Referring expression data
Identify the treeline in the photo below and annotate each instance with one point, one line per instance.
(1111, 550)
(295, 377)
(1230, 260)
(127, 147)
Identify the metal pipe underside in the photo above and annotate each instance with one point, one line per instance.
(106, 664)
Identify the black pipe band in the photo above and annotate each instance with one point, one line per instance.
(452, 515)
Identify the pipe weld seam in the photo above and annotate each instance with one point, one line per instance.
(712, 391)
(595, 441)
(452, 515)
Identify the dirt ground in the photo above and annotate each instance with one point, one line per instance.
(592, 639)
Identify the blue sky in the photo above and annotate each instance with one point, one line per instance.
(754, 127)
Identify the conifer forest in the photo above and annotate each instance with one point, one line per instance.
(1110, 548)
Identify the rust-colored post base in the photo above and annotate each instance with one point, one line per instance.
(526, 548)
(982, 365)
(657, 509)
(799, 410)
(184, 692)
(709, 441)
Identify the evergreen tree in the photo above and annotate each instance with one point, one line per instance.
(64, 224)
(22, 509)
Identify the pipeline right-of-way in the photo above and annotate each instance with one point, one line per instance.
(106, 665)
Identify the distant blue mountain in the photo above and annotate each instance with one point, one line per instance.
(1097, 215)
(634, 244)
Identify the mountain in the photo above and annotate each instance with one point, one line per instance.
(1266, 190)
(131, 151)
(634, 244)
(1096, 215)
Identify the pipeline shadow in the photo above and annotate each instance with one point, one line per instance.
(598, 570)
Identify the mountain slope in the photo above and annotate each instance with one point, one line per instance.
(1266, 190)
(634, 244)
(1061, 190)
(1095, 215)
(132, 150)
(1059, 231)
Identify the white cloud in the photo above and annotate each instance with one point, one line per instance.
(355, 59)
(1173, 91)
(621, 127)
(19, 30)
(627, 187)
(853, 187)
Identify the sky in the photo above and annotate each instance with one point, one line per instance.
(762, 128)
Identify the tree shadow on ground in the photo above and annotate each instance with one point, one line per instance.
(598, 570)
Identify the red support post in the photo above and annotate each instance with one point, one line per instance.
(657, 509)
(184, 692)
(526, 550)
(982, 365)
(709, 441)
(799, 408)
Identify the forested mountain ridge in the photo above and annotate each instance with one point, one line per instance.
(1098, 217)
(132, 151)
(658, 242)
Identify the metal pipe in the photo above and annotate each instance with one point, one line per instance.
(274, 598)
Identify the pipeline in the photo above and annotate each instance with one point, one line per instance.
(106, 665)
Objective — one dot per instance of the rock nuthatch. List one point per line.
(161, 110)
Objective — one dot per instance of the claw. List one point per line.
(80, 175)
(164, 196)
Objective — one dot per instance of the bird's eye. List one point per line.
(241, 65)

Task to complete :: Once you find the line containing "Identify the pipeline in", copy it and every line after it through the end of the records, exactly and nothing else.

Output ::
Identify the pipeline in the photo above and annotate each instance with one point, one line per instance.
(106, 665)
Objective — one dot per instance of the rock nuthatch. List one point per line.
(161, 110)
Objective — one dot per instance of the claw. List one point per line.
(80, 175)
(164, 196)
Objective — one dot per instance of the bird's eye. List one point per line.
(241, 65)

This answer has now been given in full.